▶ _Instructions for the task_
Rewrite the part of the rows that opens with the line containing "point: the dark" and runs through the end of the rows, keeping every request line unchanged. Offset each coordinate in the answers by adding 78 to both its x and its y value.

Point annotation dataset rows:
* BEGIN *

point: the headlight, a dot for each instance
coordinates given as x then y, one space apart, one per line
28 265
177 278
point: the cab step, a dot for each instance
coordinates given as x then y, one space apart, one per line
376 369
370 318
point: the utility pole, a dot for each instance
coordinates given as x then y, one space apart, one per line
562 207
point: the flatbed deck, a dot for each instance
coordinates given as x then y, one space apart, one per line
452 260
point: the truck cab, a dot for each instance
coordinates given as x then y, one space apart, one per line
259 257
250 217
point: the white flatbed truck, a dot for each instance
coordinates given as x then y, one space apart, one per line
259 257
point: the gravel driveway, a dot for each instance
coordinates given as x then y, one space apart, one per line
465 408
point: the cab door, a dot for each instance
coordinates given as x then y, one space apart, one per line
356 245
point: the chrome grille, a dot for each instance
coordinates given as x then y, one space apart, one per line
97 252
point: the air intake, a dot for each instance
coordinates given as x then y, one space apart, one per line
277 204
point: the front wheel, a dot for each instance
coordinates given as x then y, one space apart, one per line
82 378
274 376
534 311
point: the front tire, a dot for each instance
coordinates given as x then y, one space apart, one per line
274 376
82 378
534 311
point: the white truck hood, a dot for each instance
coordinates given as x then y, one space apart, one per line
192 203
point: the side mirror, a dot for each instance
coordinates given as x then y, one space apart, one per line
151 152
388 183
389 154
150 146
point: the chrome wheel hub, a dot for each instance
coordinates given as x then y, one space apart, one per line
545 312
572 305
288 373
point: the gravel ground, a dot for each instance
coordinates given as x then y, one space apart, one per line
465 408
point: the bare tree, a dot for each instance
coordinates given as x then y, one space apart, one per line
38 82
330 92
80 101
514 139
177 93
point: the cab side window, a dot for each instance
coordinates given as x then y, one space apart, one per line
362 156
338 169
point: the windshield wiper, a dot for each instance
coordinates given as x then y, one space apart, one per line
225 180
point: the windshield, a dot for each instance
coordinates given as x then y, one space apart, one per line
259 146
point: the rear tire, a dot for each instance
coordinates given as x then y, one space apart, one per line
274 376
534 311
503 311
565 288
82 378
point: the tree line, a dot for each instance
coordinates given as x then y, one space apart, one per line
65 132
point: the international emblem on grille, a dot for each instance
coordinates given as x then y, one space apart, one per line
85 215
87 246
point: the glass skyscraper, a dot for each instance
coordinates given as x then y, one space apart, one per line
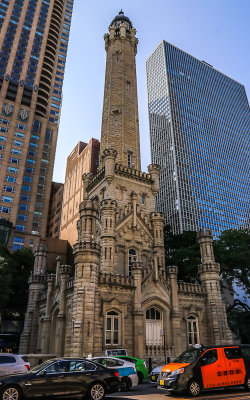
199 131
34 38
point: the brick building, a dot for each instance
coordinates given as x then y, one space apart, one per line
118 292
33 44
84 158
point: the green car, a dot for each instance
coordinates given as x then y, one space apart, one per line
140 366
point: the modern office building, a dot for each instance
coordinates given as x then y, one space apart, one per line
199 130
34 37
117 292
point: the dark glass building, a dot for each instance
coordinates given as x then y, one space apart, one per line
34 38
199 131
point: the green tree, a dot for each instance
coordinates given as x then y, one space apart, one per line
5 279
15 269
184 252
232 251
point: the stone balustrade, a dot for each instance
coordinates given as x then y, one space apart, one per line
191 288
118 280
70 284
34 278
120 169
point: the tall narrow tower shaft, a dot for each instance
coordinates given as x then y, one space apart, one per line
120 125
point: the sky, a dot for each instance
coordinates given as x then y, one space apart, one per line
217 31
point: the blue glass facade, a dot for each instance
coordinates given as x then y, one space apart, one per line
35 36
199 130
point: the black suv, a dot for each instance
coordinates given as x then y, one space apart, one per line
64 377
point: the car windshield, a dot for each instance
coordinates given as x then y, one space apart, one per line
39 367
189 356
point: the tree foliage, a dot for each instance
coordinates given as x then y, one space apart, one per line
183 251
15 269
232 251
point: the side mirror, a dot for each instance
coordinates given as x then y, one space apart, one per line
42 373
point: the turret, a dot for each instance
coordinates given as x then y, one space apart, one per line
120 122
209 274
37 282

* END *

▶ _Task solution_
point: the dark glass building, a dot for each instance
coordinates given as x then y, one space apart, one per line
112 116
277 209
point: the green tree, a dot for each instance
coordinates given as x then y, one space apart, one per line
83 357
93 347
262 330
310 329
point: the stone balustrade, a dot for each instance
coordinates given as x then y, one space apart, one per line
269 366
196 358
148 362
112 356
198 247
point: the tall narrow tower shaft, a dot for each instance
coordinates given as x then y, one space apart, one per line
198 203
point: the sky, a dot for each instance
coordinates given as x then y, one space apart, one per line
295 109
point: the blue glass facade, a dot for each instance
coordinates given as x then y, one space apart, one per line
113 114
277 208
point: the black suv, a dot for each instance
coordinates given as x then y, one space apart, one per line
142 455
point: the car windshield, a dot for each instance
coordinates given as x then y, one space apart, one per line
117 445
267 434
point: the tree foliage, a dot for each instance
coordinates given as x then y, one space apart, one per line
261 329
93 347
310 329
point: the side mirror, a dot for each instance
coordinates given as x then y, one space apart, one per line
120 451
point: the turret, a dot for each instance
coordinates given as x then y, one space apart, one per line
198 200
287 352
115 360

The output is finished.